→ **WORK TO DO**
Find each line in the rows below that contains the word "wearing" and copy those lines as they appear. Case counts.
-- start of DATASET RECORDS --
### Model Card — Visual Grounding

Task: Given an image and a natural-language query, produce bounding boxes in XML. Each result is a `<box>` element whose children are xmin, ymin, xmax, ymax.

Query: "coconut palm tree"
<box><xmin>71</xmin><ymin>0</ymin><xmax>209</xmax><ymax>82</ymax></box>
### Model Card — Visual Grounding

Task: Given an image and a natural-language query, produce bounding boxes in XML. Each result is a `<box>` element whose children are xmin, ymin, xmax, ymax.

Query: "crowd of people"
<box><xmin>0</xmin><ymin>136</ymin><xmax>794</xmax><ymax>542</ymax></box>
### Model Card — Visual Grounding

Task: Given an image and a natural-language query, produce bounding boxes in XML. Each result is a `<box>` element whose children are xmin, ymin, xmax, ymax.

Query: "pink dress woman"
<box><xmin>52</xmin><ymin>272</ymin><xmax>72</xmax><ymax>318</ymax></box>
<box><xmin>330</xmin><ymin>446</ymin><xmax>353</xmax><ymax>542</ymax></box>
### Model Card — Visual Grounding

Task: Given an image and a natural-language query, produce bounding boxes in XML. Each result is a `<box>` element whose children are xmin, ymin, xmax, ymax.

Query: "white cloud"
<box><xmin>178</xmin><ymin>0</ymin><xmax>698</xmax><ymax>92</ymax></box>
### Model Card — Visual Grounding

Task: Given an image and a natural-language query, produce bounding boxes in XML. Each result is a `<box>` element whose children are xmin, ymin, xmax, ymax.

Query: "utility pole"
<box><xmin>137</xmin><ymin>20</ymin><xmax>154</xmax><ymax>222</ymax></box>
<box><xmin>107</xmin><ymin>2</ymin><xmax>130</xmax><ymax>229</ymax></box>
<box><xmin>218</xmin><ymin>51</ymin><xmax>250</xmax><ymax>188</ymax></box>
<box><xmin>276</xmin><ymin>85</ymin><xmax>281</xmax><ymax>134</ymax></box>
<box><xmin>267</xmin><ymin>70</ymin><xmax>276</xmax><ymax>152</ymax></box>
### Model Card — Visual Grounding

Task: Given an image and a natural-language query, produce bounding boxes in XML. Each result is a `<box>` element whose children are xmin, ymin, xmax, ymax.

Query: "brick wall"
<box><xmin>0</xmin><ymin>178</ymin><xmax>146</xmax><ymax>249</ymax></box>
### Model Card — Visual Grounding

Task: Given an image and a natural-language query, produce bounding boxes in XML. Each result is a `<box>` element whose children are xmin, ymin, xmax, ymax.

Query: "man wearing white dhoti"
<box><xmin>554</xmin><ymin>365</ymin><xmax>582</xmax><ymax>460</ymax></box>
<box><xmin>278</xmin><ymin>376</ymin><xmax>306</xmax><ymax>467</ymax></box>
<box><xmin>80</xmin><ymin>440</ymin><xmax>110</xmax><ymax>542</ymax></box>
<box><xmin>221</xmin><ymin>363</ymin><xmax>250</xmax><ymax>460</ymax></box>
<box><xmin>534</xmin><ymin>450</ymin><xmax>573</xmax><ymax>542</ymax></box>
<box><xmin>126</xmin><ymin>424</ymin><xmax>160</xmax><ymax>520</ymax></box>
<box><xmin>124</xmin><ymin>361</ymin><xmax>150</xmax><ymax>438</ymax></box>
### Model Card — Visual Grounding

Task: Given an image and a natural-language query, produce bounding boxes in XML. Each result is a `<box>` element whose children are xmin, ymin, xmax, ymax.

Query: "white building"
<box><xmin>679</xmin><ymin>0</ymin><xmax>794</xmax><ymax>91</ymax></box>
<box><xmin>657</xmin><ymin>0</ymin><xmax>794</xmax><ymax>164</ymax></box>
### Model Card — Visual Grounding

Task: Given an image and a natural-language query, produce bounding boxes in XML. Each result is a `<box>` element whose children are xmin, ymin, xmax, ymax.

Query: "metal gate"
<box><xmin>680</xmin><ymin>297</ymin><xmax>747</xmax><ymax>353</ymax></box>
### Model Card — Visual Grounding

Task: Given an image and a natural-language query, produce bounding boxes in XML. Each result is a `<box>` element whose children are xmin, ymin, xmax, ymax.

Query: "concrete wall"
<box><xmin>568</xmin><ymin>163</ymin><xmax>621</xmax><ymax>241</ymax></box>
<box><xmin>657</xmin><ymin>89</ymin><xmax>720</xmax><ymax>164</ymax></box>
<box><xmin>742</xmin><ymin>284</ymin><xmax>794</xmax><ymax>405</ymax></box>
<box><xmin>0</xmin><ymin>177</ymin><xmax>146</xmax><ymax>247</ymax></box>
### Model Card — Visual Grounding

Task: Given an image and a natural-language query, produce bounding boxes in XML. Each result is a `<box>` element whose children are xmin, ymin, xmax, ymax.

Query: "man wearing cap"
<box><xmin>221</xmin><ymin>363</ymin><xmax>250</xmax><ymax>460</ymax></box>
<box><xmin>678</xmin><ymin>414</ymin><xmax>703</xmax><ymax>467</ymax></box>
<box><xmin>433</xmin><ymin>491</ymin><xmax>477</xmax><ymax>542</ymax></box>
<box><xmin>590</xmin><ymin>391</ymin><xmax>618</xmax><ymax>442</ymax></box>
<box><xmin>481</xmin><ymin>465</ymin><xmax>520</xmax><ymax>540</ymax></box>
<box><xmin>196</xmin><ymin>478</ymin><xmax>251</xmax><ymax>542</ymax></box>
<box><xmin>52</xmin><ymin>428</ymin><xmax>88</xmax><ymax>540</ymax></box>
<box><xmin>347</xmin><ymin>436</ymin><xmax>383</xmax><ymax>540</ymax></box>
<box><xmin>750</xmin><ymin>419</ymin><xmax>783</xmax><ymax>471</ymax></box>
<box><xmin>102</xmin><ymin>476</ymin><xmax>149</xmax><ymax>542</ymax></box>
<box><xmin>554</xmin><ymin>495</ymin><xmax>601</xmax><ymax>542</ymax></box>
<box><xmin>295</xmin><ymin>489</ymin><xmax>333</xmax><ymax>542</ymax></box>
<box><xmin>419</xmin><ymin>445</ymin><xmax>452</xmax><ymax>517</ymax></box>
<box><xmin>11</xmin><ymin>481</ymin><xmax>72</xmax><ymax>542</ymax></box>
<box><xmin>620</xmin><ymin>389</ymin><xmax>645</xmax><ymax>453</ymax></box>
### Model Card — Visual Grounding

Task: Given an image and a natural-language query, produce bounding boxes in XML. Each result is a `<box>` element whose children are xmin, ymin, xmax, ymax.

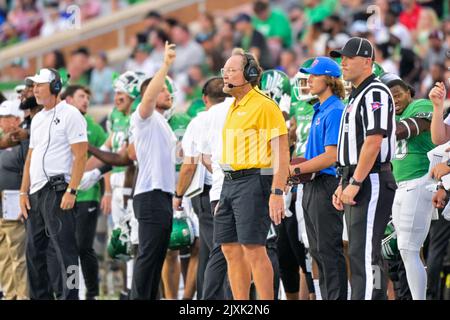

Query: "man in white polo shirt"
<box><xmin>20</xmin><ymin>69</ymin><xmax>87</xmax><ymax>299</ymax></box>
<box><xmin>130</xmin><ymin>42</ymin><xmax>177</xmax><ymax>300</ymax></box>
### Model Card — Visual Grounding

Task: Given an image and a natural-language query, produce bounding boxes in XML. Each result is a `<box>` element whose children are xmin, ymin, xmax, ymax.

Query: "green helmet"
-- end of DATASET RECORDS --
→ **RESPONSE BELOW**
Query: "man wearing white dhoti"
Query: "man wearing cap"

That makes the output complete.